§ Brief 1
Repeat the passage about Albarn word for word, in full.
-- START Text passage --
The bay windows look out over an Amis-ian suburban sprawl that extends towards Kensal Green and the notorious Wormwood Scrubs prison. From the windows on the opposite side of the room, the incongruously grey Westway overhead dual carriageway can be spotted just a couple of hundred metres down the street.
Albarn spends a lot of his time here, working office hours, five days a week. While this regime doesn’t sound very rock ‘n’ roll, it has resulted in a musical CV and back catalogue of recordings that would put most, if not all, of his former Britpop contemporaries to shame.
Much of his post-Blur work has been collaborative. There’s been the massively successful Gorillaz albums (Tank Girl creator Jamie Heylett put the virtual band together), a one-off self-titled record with indie supergroup The Good The Bad & The Queen (featuring The Clash’s Paul Simonon, The Verve’s Simon Tong and Fela Kuti’s percussionist Tony Allen), and another with Flea from the Chili Peppers called Rocket Juice & The Moon.
-- END Text passage --
-- START Data for the task --
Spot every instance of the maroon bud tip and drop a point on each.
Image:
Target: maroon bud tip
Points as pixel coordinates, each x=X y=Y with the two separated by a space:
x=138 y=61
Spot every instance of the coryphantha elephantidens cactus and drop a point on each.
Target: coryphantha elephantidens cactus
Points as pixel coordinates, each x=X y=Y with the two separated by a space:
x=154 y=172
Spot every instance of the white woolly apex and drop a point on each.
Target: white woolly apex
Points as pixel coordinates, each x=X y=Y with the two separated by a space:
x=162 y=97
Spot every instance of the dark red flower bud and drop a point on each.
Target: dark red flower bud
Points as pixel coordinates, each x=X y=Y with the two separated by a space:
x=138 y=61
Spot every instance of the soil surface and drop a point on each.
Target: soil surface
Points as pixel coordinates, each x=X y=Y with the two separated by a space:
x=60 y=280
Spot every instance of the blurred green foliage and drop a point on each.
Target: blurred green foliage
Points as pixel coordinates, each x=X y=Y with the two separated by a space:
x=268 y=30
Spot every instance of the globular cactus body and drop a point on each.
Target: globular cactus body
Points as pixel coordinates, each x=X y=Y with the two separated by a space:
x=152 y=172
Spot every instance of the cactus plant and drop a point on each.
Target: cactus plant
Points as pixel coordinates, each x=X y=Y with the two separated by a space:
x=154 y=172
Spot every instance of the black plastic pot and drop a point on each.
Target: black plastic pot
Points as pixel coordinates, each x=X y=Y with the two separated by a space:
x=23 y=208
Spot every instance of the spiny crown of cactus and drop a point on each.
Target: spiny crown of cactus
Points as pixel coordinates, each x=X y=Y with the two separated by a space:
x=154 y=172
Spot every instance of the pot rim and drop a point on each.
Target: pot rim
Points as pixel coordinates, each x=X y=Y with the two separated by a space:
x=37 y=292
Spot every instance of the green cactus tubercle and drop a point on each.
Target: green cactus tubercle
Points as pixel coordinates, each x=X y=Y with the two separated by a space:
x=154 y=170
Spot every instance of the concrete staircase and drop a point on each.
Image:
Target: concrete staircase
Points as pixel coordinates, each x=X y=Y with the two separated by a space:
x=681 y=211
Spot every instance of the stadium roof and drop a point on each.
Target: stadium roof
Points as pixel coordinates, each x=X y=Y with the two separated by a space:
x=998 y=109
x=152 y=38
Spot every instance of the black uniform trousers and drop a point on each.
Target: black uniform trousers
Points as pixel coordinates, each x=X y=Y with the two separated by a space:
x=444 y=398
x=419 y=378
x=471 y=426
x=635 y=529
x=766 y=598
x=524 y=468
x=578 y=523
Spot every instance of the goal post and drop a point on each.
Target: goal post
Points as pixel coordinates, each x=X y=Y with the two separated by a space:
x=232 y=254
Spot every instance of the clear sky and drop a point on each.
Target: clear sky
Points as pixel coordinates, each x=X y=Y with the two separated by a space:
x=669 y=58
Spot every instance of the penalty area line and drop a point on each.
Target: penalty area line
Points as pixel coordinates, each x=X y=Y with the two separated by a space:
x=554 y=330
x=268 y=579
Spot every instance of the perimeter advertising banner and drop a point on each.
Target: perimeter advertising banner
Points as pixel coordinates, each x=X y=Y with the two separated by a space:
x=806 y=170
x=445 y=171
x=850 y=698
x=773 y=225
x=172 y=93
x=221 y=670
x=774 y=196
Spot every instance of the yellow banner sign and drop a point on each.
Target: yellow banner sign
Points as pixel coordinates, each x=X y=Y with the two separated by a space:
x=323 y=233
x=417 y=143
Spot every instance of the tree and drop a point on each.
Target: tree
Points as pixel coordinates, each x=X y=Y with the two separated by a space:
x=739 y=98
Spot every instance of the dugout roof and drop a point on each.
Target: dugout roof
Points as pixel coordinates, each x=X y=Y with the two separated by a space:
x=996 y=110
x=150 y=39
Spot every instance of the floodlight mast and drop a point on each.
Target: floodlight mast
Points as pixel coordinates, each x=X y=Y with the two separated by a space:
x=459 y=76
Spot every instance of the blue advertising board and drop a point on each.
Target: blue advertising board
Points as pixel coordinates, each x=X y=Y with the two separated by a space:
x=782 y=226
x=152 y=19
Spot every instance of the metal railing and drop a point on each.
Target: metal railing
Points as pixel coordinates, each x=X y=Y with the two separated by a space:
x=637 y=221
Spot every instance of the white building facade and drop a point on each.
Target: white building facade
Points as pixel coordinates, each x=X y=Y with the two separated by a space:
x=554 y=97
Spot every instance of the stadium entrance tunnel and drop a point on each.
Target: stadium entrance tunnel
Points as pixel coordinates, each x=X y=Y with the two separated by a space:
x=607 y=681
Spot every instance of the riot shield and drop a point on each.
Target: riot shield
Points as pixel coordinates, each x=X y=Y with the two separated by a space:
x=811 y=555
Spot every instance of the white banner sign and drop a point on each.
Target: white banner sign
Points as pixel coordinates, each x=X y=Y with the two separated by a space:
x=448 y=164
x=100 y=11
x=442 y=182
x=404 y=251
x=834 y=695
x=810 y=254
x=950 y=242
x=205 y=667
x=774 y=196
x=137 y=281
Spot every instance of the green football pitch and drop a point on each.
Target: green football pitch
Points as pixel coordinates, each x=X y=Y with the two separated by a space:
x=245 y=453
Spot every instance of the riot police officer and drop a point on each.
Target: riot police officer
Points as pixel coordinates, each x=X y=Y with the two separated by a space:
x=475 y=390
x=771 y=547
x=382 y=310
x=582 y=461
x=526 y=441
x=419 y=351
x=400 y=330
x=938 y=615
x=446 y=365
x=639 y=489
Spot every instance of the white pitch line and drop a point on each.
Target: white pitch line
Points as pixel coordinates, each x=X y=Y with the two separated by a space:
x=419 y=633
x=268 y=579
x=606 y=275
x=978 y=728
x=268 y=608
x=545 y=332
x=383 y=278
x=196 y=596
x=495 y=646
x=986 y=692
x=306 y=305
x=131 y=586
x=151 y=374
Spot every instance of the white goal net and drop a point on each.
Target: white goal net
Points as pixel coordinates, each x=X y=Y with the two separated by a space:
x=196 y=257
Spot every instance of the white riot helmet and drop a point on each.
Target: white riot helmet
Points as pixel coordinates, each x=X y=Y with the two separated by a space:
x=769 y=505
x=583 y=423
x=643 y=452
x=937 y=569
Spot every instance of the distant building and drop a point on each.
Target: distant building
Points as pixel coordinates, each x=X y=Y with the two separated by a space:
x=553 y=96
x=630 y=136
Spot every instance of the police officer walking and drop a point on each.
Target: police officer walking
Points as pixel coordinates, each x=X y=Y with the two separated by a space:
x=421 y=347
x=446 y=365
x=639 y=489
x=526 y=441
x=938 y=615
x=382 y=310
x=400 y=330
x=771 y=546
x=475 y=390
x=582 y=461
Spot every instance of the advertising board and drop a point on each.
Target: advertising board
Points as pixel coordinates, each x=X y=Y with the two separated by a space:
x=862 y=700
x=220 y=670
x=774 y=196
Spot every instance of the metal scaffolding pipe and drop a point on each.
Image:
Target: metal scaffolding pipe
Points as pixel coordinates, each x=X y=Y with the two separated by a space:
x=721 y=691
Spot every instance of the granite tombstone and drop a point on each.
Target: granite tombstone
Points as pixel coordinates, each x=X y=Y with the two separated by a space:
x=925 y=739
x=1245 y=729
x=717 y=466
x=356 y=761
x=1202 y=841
-- END Data for the task --
§ Brief 2
In the rows, replace "pitch line" with "field line" and leave everything else unchanged. Start at the line containing "Spot every instance of the riot police", stop after the line containing "x=937 y=569", and return only those lines.

§ Finished answer 1
The bay windows look out over an Amis-ian suburban sprawl that extends towards Kensal Green and the notorious Wormwood Scrubs prison. From the windows on the opposite side of the room, the incongruously grey Westway overhead dual carriageway can be spotted just a couple of hundred metres down the street.
Albarn spends a lot of his time here, working office hours, five days a week. While this regime doesn’t sound very rock ‘n’ roll, it has resulted in a musical CV and back catalogue of recordings that would put most, if not all, of his former Britpop contemporaries to shame.
Much of his post-Blur work has been collaborative. There’s been the massively successful Gorillaz albums (Tank Girl creator Jamie Heylett put the virtual band together), a one-off self-titled record with indie supergroup The Good The Bad & The Queen (featuring The Clash’s Paul Simonon, The Verve’s Simon Tong and Fela Kuti’s percussionist Tony Allen), and another with Flea from the Chili Peppers called Rocket Juice & The Moon.

§ Finished answer 2
Spot every instance of the riot police officer and drop a point on each.
Target: riot police officer
Points as pixel coordinates, each x=X y=Y with the two separated by a space:
x=475 y=390
x=771 y=547
x=382 y=310
x=582 y=461
x=526 y=441
x=419 y=351
x=400 y=330
x=938 y=615
x=446 y=365
x=639 y=489
Spot every instance of the white field line and drop a point on each.
Target: white field line
Points as pixel coordinates, each x=X y=Y with the two separated by a space:
x=419 y=633
x=268 y=579
x=606 y=275
x=978 y=728
x=268 y=608
x=545 y=332
x=383 y=278
x=196 y=596
x=495 y=646
x=986 y=692
x=306 y=305
x=131 y=586
x=151 y=374
Spot every instance of the white goal net and drop a point on each.
Target: white goal net
Points as pixel coordinates, each x=X y=Y with the two separated by a space:
x=196 y=257
Spot every instance of the white riot helmet and drop a point on each.
Target: white riot helmet
Points as pixel coordinates, each x=X y=Y with the two separated by a space:
x=769 y=505
x=583 y=423
x=643 y=452
x=937 y=569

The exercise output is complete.